- Born: September 1921
- Died: December 8, 2012 (aged 91)
- Occupations: Civic leader; Philanthropist; Businessman;
- Spouse(s): Ellen Magnin Newman (1950–2012; his death)
- Children: Robert; Walter Jr.; John;
- Allegiance: United States of America
- Branch: United States Army
- Rank: Captain
- Conflicts: Operation Overlord (Normandy, France, 1944)
- Awards: Purple Heart; National Order of the Legion of Honour;

= Walter Newman (civic figure) =

Walter Simon Newman (September 1921 – December 8, 2012) was a civic figure in San Francisco, responsible in part for a number of important civic and cultural events in the City's history.

==Early life==
Newman was an Infantry Officer during World War II where he was injured soon after D-Day. In 2009 the French government made him a Chevalier of the National Order of the Legion of Honour.

==Projects==
He was involved in the development of the Transamerica Building, Mission Bay, the showing of the King Tut artifacts in the 1970s, and the construction of University High School and the Veteran's Center at City College of San Francisco. Newman was a member of the San Francisco Planning Commission and the San Francisco Redevelopment Agency. He co-founded the National Brain Tumor Foundation after the death of his son from the disease.
════════════════
EXERCISES TO COMPLETE -
A - Return the passage of the Walter Newman article from "- Born: September" to "the City's history.", word for word.
B - Put this sentence from the Walter Newman article into Spanish: "In 2009 the French government made him a Chevalier of the National Order of the Legion of Honour."
The material after this text has no part in what is asked here.

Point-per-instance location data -
════════════════
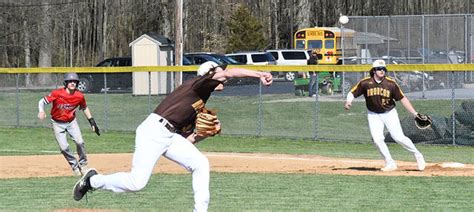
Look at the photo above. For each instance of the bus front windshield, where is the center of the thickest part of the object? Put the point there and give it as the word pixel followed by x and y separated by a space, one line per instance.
pixel 315 44
pixel 329 44
pixel 300 44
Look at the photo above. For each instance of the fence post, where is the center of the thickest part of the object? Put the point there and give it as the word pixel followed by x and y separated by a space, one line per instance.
════════════════
SOLUTIONS TO EACH TASK -
A -
- Born: September 1921
- Died: December 8, 2012 (aged 91)
- Occupations: Civic leader; Philanthropist; Businessman;
- Spouse(s): Ellen Magnin Newman (1950–2012; his death)
- Children: Robert; Walter Jr.; John;
- Allegiance: United States of America
- Branch: United States Army
- Rank: Captain
- Conflicts: Operation Overlord (Normandy, France, 1944)
- Awards: Purple Heart; National Order of the Legion of Honour;

= Walter Newman (civic figure) =

Walter Simon Newman (September 1921 – December 8, 2012) was a civic figure in San Francisco, responsible in part for a number of important civic and cultural events in the City's history.

B - En 2009, el gobierno francés lo nombró Caballero de la Orden Nacional de la Legión de Honor.